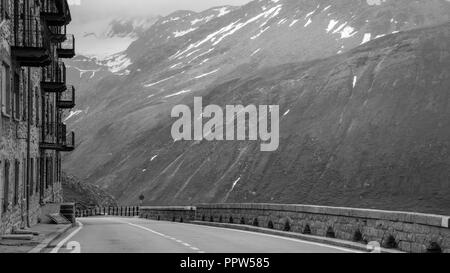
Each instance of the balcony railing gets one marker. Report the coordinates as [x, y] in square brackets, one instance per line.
[66, 99]
[55, 12]
[66, 49]
[57, 34]
[29, 45]
[54, 78]
[55, 137]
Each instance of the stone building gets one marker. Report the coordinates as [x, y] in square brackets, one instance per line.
[34, 97]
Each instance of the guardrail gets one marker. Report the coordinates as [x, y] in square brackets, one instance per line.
[109, 211]
[405, 231]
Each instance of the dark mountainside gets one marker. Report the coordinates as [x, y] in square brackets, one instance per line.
[85, 195]
[366, 127]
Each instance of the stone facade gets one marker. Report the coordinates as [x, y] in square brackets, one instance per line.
[409, 232]
[30, 176]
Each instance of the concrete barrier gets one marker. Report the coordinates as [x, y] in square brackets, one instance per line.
[174, 214]
[409, 232]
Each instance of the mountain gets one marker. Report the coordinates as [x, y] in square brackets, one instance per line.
[361, 86]
[85, 195]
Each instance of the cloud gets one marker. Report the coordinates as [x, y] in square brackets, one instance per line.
[146, 7]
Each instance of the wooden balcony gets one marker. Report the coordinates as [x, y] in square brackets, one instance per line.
[55, 12]
[54, 78]
[66, 99]
[66, 49]
[29, 45]
[56, 138]
[57, 34]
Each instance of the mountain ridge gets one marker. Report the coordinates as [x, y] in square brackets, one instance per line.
[124, 125]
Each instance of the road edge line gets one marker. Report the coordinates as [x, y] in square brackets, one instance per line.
[65, 240]
[47, 241]
[333, 243]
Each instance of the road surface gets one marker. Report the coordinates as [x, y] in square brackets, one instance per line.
[134, 235]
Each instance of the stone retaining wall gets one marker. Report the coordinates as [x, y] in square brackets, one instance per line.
[409, 232]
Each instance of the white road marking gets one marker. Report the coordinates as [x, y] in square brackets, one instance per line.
[281, 237]
[65, 240]
[165, 236]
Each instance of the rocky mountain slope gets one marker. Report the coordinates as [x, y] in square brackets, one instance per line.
[362, 94]
[85, 195]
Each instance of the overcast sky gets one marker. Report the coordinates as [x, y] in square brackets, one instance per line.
[114, 8]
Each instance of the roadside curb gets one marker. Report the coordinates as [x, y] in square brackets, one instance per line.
[309, 238]
[50, 239]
□ □ □ □ □
Please update all of the material above by changing every "one marker" to "one point" and keeping everything else the same, and omit the pictures from your answer.

Answer to the exercise>
Each instance of the balcony railing gets one point. Report the coordinates as [x, y] in square brackets, one instance per line.
[66, 99]
[55, 12]
[66, 49]
[57, 34]
[29, 45]
[54, 78]
[55, 137]
Each instance of the stone building gets one point. Report the coordinates as [x, y] in square brackets, one instance per line.
[34, 97]
Each instance of the guardrail gets one point. Report the coordinates as [x, y] in square brackets, one instance per line.
[109, 211]
[405, 231]
Each instance of the dark mountainside gets one point. Report the coordinates as [x, y] in square brackets, one instance per line.
[85, 195]
[366, 127]
Each instance of the stone facade gets one point. Report the coordinates as [x, y] in square brackets, one instance per line.
[409, 232]
[30, 176]
Each instance of the concrete barrier gets one point. Report the coordinates as [x, y] in square brackets, one instance per line.
[174, 214]
[409, 232]
Each instance of the mountain gets one point. Report the coordinates as [x, y] in square brackets, one instance per line.
[361, 86]
[85, 195]
Each instance of the cloud gets one point. Report the coordinates as [x, y] in square brackets, one instance per line.
[146, 7]
Each instance of the wooden balcony gets one point. Report the coordinates as [x, y] in square brackets, one instance per line.
[55, 12]
[54, 78]
[66, 99]
[66, 49]
[29, 45]
[56, 138]
[57, 34]
Each instance of the mountain ridge gets one point. Report the coordinates as [x, y] in square brackets, one instance per line.
[124, 125]
Each instance of the road edge line gets one point. Report the coordinates as [x, y] in square brackets, one instance per line.
[65, 240]
[47, 241]
[333, 243]
Each instance of the road surface gets one point. Report the coordinates as [x, y] in square brackets, one instance per line.
[134, 235]
Each instance of the stone retaining wall gets one point. Report the coordinates as [x, y] in square brackets, one instance per line.
[409, 232]
Each instance of the white road marking gets one point. Report the coordinates as [x, y] in square brackets, one instance per line.
[281, 237]
[65, 240]
[165, 236]
Each instance of the rocky mountain slope gets one point. Report the coordinates as [x, y] in square brackets, one instance per line.
[362, 94]
[85, 195]
Each instance of the overcast sky gets one point. Report the coordinates as [x, y] in square brackets, one instance per line.
[114, 8]
Each instance of the roadside curb gets one point. Report the coordinates as [x, y] in square brackets, one instance per line.
[309, 238]
[50, 239]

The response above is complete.